### Records supplied
•••
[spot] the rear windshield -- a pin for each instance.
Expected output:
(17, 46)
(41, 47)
•••
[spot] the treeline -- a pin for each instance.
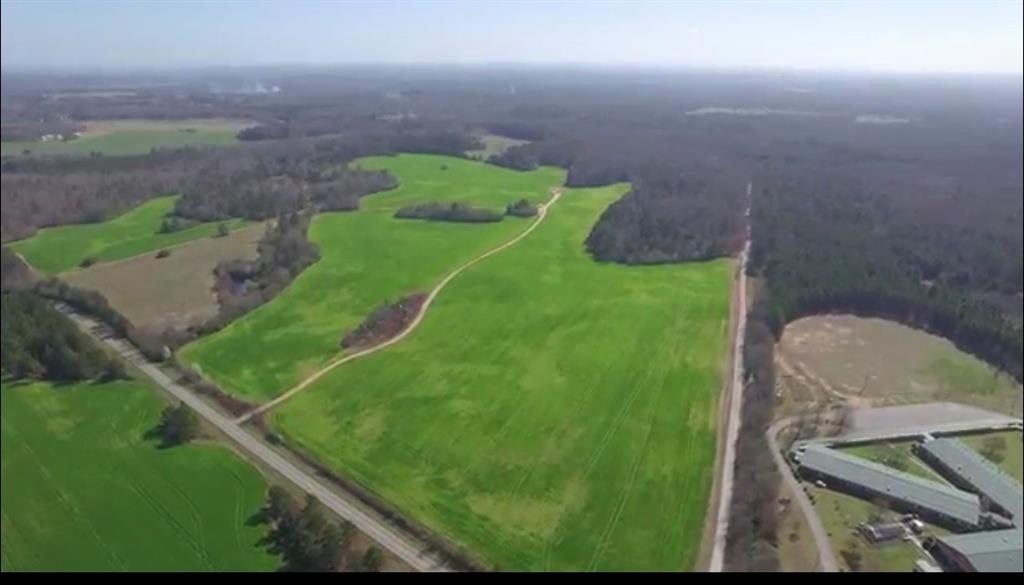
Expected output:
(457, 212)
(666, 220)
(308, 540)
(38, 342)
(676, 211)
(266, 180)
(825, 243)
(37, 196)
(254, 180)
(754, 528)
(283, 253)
•••
### Job
List every line in the records above that contains the word "each".

### Task output
[spot] the rear windshield -- a pin for each instance.
[spot] the treeline -- a pin for each instance.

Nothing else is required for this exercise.